Estratto:
↓
Giugno 1st, 2018 Riccardo Fucile
A GENNAIO AVEVA DEFINITO I GRILLINI “UN BRANCO DI INCAPACI CHE NON SANNO AMMINISTRARE NULLA”
Si definisce “leghista sin dal primo vagito”, e in effetti la sua prima tessera alla Lega Nord risale
all’inizio degli anni Novanta, quando Umberto Bossi scoprì la Padania: Gian Marco Centinaio aveva 19 anni e già passione per la politica.
Così pochi anni dopo, mentre studiava per la laurea in Scienze politiche, Centinaio faceva palestra politica nella sua Pavia, come consigliere comunale prima, come vicesindaco poi, scalando di pari passo anche i ruoli all’interno della Lega.
Ma è solo nel 2013 che entra per la prima volta in Parlamento: senatore del Carroccio nel periodo più buio della Lega degli scandali, l’anno dopo diventa capogruppo a Palazzo Madama.
Ma in quel 2013 il leghista sin dal primo vagito “tradisce” il suo partito: per due mesi lascia la Lega ed entra nella meteora Gal, Grandi autonomie e libertà , “su mandato della Lega – dice – per garantire rappresentanza ai gruppi autonomisti locali”.
Un prestito, insomma, come nel campionato di calcio, per permettere la costituzione di un gruppo parlamentare di appoggio al centrodestra.
↑
Dati forniti:
↓
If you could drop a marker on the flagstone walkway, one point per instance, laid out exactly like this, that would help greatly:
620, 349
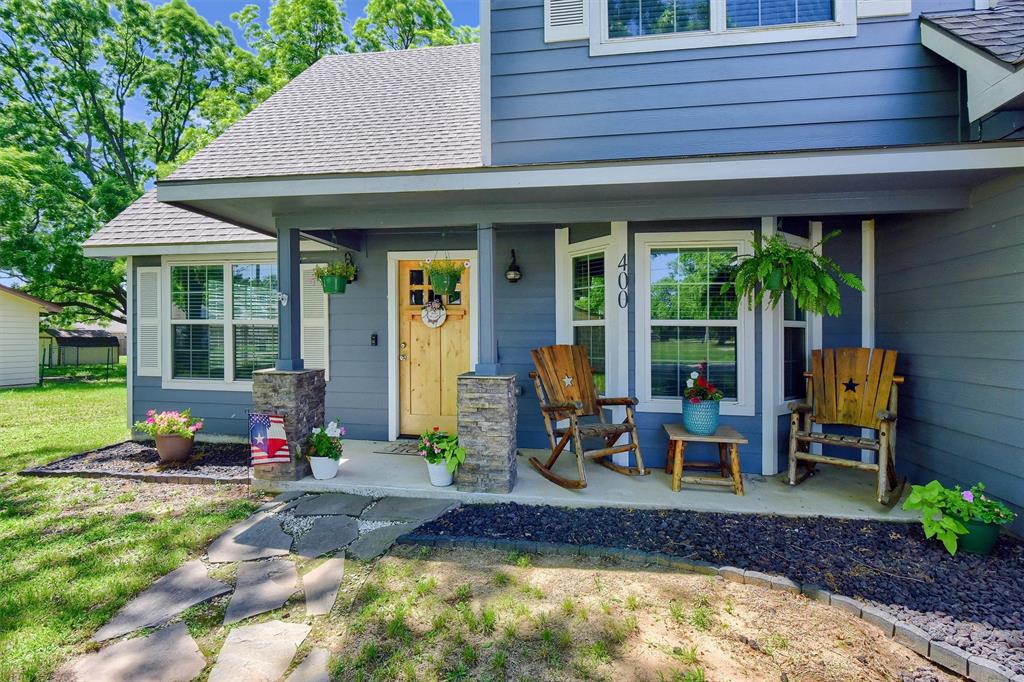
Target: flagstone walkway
264, 547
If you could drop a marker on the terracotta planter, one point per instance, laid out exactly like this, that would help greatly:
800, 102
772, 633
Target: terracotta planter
173, 449
334, 285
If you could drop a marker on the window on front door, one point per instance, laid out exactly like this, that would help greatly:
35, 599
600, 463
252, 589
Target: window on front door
589, 311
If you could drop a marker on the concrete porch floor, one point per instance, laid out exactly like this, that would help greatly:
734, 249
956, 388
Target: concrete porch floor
833, 492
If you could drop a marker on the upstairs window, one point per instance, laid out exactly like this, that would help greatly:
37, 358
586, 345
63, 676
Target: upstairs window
631, 18
639, 26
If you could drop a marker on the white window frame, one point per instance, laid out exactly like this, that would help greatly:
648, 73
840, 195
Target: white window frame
844, 26
644, 243
228, 383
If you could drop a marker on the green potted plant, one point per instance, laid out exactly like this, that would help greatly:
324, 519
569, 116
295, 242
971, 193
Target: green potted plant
701, 403
173, 431
776, 266
335, 276
324, 450
960, 519
443, 455
444, 274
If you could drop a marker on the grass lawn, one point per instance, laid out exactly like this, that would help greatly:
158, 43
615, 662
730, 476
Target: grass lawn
74, 550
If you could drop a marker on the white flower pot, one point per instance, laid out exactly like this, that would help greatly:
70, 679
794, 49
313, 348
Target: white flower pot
439, 475
324, 467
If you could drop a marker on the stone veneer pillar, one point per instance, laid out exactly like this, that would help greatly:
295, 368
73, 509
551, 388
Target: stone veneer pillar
298, 396
487, 419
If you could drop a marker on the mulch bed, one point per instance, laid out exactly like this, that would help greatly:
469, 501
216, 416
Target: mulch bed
211, 463
973, 602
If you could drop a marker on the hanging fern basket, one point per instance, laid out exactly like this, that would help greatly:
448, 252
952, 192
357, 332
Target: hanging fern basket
443, 284
333, 284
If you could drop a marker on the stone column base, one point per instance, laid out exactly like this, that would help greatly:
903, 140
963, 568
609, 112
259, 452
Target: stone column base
298, 396
487, 421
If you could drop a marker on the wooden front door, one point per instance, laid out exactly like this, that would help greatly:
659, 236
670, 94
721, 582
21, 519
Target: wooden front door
429, 359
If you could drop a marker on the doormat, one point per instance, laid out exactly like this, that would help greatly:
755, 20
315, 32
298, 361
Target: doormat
397, 448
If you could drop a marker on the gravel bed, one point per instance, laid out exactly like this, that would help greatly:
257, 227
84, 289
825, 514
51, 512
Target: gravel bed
973, 602
215, 462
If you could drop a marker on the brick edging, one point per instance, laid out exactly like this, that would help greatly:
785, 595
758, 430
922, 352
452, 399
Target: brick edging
941, 653
143, 477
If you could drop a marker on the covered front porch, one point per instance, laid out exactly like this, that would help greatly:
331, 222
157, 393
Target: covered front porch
368, 469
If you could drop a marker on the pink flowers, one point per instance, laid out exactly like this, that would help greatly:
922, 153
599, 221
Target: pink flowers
169, 423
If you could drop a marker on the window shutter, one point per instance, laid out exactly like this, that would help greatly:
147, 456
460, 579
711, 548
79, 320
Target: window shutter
565, 19
315, 323
147, 323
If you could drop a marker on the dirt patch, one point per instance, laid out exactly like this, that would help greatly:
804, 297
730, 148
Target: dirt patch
422, 613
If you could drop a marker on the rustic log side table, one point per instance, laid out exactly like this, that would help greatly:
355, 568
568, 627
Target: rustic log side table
728, 439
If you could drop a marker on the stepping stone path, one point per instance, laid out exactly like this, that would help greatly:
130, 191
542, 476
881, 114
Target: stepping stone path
322, 524
374, 543
261, 587
321, 586
169, 654
332, 504
258, 652
259, 537
408, 509
312, 668
183, 587
329, 534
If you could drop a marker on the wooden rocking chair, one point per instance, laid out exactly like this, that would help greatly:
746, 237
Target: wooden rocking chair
564, 383
852, 387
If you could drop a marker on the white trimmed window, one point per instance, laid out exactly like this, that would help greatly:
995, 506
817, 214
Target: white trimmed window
685, 317
641, 26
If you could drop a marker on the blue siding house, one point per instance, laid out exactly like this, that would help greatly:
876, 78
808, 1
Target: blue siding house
599, 140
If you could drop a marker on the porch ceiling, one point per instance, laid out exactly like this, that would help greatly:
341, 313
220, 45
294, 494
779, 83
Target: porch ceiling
932, 178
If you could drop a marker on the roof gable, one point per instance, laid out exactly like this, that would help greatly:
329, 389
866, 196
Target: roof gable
375, 112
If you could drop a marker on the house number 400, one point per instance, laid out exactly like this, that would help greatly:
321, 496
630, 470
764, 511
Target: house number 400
624, 283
↑
Da svolgere:
- a) Traduci in inglese questa frase dell'estratto su Gian Marco Centinaio: «Un prestito, insomma, come nel campionato di calcio, per permettere la costituzione di un gruppo parlamentare di appoggio al centrodestra.»
- b) Prosegui l'estratto su Gian Marco Centinaio dal punto in cui si ferma.
I dati non hanno alcun ruolo in questo lavoro.

Risposte attese:
- a) In short, a loan, as in the soccer league, to allow the formation of a parliamentary group supporting the center-right.

- b)
Sposato, un bimbo di tre anni, motociclista (al grillino Di Battista diceva ironico: “Lui nella Lega non farebbe neanche il candidato al consiglio municipale, da noi non basta essere carini, simpatici e fare il giro dell’Italia in moto”), nel curriculum può mettere una professione, quella di dirigente d’azienda (il primo impiego, a 29 anni, come operatore telefonico in Banca Mediolanum, fino a diventare direttore commerciale di un tour operator), ma dall’esordio sui banchi del Senato la sua attività è stata tutta politica.
Con una serie di parole chiave e di battaglie che condivide in pieno con il suo leader Matteo Salvini (e se quest’ultimo è il Capitano, lui a Pavia è soprannominato il Guerriero): castrazione chimica, rimpatri subito “per i clandestini”, legittima difesa, no allo Ius soli (e durante la battaglia in aula su questa legge, lo smartphone di un grillino ha immortalato Centinaio gridare al presidente del Senato Piero Grasso “infame” e “terrone di m.”. In queste settimane è stato uno dei tessitori dell’alleanza con i 5 Stelle.
Anche se di loro, soltanto a gennaio, scriveva parole definitive: “Non accettiamo lezioni da questo branco di incapaci che non sa amministrare nulla”.
(da “La Repubblica”)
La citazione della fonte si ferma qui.